• _The data_

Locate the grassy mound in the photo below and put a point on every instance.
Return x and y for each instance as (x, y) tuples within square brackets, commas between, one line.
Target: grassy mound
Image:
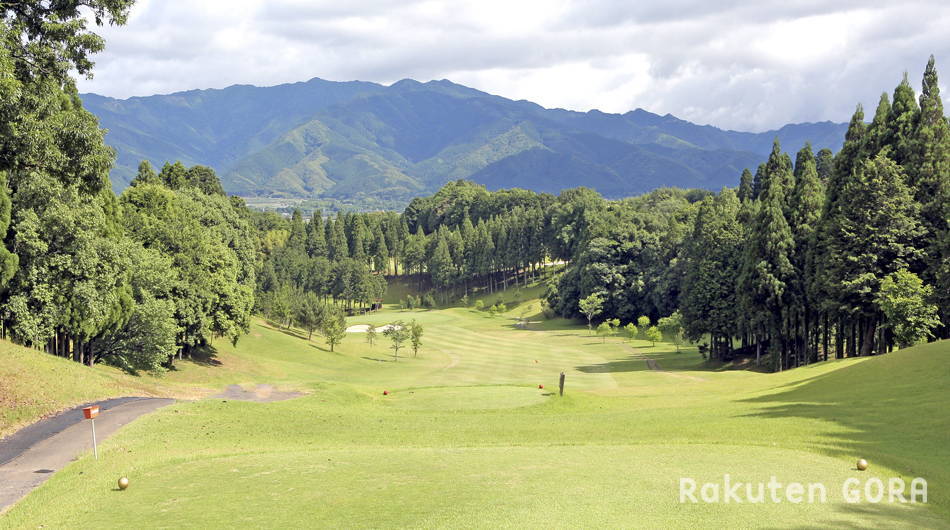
[(467, 439)]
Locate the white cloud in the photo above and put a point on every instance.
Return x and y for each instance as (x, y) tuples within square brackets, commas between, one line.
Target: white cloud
[(740, 65)]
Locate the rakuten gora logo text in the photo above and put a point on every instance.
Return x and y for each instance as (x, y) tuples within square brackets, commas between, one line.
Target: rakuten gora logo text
[(853, 490)]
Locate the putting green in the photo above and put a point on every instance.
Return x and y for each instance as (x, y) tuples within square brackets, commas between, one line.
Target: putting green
[(467, 398)]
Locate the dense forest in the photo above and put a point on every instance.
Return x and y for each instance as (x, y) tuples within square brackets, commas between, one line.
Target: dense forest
[(829, 255)]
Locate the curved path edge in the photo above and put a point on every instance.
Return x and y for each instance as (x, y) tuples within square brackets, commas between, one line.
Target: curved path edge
[(31, 455)]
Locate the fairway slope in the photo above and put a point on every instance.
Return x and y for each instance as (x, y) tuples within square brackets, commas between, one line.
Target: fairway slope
[(461, 435)]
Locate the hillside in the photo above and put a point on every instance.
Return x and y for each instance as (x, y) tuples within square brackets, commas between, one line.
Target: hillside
[(355, 139), (468, 409)]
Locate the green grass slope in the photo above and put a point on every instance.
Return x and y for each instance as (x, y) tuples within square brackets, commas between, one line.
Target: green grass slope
[(467, 438)]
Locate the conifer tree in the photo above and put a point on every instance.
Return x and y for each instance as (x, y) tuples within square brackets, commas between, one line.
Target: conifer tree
[(930, 181), (874, 232), (745, 185), (316, 238), (901, 124), (767, 267)]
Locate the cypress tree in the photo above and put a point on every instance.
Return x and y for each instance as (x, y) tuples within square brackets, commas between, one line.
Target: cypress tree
[(745, 185), (767, 268), (757, 181), (930, 182), (901, 124), (879, 130), (316, 238), (9, 262), (873, 233), (297, 241), (825, 164), (806, 202)]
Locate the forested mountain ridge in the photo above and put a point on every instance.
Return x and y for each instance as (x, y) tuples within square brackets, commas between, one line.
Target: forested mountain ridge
[(345, 140)]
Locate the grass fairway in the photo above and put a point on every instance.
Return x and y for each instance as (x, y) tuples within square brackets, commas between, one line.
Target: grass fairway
[(467, 439)]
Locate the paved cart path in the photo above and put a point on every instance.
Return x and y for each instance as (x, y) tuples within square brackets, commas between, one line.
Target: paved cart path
[(31, 455)]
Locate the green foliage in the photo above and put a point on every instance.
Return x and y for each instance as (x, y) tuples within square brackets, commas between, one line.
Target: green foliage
[(428, 301), (333, 327), (398, 333), (903, 300), (371, 335), (631, 330), (591, 306), (672, 328), (310, 312), (415, 336)]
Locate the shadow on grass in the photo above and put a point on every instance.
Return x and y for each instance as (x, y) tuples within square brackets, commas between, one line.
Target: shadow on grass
[(882, 515), (890, 409), (205, 356), (669, 361)]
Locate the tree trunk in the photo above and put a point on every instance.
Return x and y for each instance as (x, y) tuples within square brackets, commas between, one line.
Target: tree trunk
[(867, 340)]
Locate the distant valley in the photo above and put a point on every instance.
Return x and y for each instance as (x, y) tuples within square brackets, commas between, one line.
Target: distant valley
[(359, 140)]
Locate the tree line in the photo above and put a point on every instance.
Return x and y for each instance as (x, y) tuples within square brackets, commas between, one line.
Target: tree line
[(133, 279)]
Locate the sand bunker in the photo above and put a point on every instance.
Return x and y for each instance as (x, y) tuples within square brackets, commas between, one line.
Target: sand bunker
[(363, 328)]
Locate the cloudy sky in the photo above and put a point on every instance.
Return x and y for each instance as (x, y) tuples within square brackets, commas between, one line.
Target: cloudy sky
[(738, 65)]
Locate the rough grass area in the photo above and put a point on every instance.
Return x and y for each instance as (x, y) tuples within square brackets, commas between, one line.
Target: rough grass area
[(467, 439)]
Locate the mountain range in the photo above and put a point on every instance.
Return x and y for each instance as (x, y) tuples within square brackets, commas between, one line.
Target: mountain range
[(357, 139)]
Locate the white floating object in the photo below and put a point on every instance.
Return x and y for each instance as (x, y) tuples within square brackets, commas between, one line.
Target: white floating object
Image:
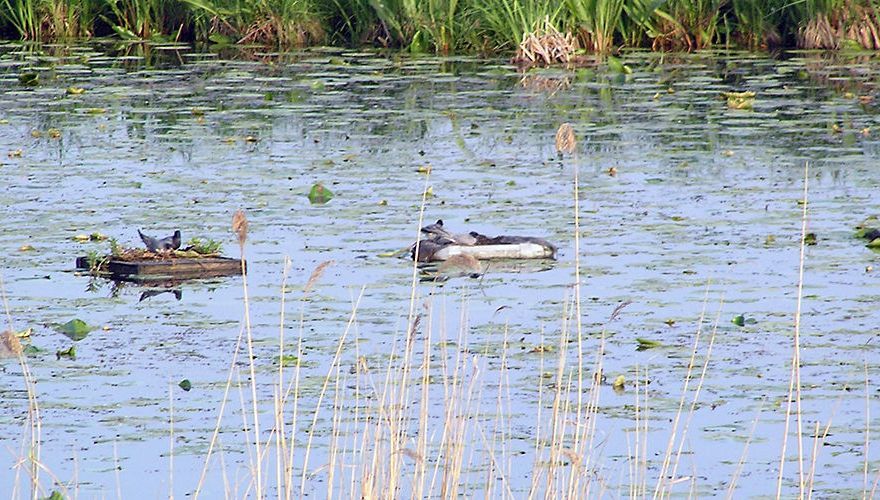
[(527, 250)]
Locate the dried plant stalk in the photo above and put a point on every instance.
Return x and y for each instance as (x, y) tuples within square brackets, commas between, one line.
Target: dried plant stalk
[(316, 274), (239, 226), (565, 139)]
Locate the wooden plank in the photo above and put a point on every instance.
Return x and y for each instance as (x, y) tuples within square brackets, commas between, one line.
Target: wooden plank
[(173, 267), (518, 251)]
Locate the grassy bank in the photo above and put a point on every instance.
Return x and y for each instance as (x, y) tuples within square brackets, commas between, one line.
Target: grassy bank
[(454, 26)]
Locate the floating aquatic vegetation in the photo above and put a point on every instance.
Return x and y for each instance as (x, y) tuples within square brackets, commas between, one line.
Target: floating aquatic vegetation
[(742, 320), (70, 352), (647, 343), (29, 79), (319, 195), (810, 239), (75, 329), (740, 100), (10, 345), (547, 46)]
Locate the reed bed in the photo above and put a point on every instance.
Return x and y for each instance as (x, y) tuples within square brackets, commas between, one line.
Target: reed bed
[(453, 26), (433, 416)]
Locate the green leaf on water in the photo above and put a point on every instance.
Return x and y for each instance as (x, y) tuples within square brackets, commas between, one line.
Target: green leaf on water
[(319, 195), (810, 239), (75, 329), (29, 78), (218, 39), (647, 343), (289, 360), (70, 352), (741, 320), (32, 349), (617, 66)]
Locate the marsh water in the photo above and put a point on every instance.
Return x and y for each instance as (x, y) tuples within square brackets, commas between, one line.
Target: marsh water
[(686, 205)]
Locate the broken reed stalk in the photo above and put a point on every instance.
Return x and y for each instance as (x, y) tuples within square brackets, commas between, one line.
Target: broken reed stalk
[(731, 487), (170, 441), (278, 399), (667, 457), (333, 365), (216, 433), (240, 228), (34, 420), (867, 432), (794, 386), (566, 143), (693, 408)]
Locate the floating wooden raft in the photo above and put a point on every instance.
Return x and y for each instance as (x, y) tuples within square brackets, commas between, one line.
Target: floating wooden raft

• _Exercise requirements_
Each line above that has the word "object" must be copied.

• _Answer for the task_
Locate the white floating object in the photo below and put a point on every instance.
Target: white floating object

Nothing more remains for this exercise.